• [PROBLEM]: Extract each line of the listing below that contains the word "rooftop", and treat case as significant.

• [SUPPLIED DATA]:
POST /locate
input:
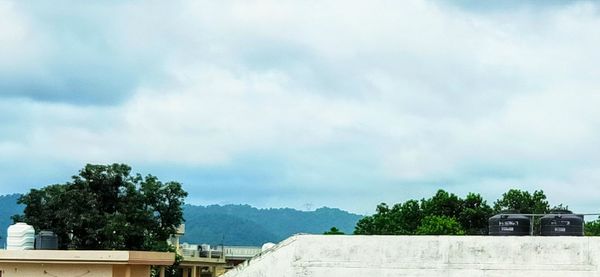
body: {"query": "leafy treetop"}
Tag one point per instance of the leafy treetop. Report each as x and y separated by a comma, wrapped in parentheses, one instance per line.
(106, 207)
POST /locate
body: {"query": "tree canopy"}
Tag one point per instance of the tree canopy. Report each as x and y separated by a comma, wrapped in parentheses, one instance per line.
(456, 216)
(334, 231)
(107, 207)
(448, 214)
(523, 202)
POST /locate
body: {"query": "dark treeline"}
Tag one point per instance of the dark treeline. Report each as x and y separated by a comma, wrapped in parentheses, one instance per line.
(448, 214)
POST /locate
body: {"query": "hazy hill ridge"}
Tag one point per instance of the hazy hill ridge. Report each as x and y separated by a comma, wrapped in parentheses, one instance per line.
(233, 224)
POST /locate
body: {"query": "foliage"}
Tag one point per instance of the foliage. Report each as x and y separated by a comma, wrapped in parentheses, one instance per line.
(592, 228)
(236, 224)
(334, 231)
(105, 207)
(406, 218)
(523, 202)
(474, 215)
(440, 225)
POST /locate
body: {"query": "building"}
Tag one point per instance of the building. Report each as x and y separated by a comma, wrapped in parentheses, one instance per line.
(76, 263)
(426, 256)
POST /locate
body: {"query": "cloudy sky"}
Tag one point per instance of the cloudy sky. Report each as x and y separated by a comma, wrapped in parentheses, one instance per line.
(301, 104)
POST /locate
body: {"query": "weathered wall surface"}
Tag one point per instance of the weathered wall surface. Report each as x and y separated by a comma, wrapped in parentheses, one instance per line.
(431, 256)
(52, 270)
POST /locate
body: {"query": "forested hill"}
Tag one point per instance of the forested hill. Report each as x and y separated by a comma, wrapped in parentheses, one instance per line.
(246, 225)
(233, 224)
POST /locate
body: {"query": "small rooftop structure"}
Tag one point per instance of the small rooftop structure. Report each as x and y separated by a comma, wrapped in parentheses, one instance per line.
(88, 263)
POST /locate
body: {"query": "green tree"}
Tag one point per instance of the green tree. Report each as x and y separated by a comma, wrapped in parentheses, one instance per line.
(474, 215)
(401, 219)
(522, 202)
(592, 228)
(440, 225)
(442, 204)
(106, 207)
(334, 231)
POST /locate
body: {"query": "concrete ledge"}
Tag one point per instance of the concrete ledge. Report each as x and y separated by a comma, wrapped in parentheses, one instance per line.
(465, 256)
(87, 257)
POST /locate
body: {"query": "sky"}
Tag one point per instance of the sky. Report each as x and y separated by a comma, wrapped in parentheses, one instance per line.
(303, 104)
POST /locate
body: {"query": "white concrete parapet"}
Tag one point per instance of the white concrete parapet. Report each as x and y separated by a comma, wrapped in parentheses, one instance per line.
(426, 256)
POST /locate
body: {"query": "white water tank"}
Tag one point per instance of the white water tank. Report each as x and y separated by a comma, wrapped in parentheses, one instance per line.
(20, 236)
(267, 246)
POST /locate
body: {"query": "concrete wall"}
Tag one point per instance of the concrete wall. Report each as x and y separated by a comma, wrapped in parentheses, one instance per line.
(420, 256)
(55, 270)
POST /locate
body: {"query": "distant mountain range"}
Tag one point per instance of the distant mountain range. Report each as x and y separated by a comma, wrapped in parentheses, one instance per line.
(233, 224)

• [THE COMPLETED TASK]:
body: {"query": "small rooftop structure"}
Tag one point per instance of the small rooftop structure. Report each as x and y separated by a comma, wrapped in parentheses, one instance per line.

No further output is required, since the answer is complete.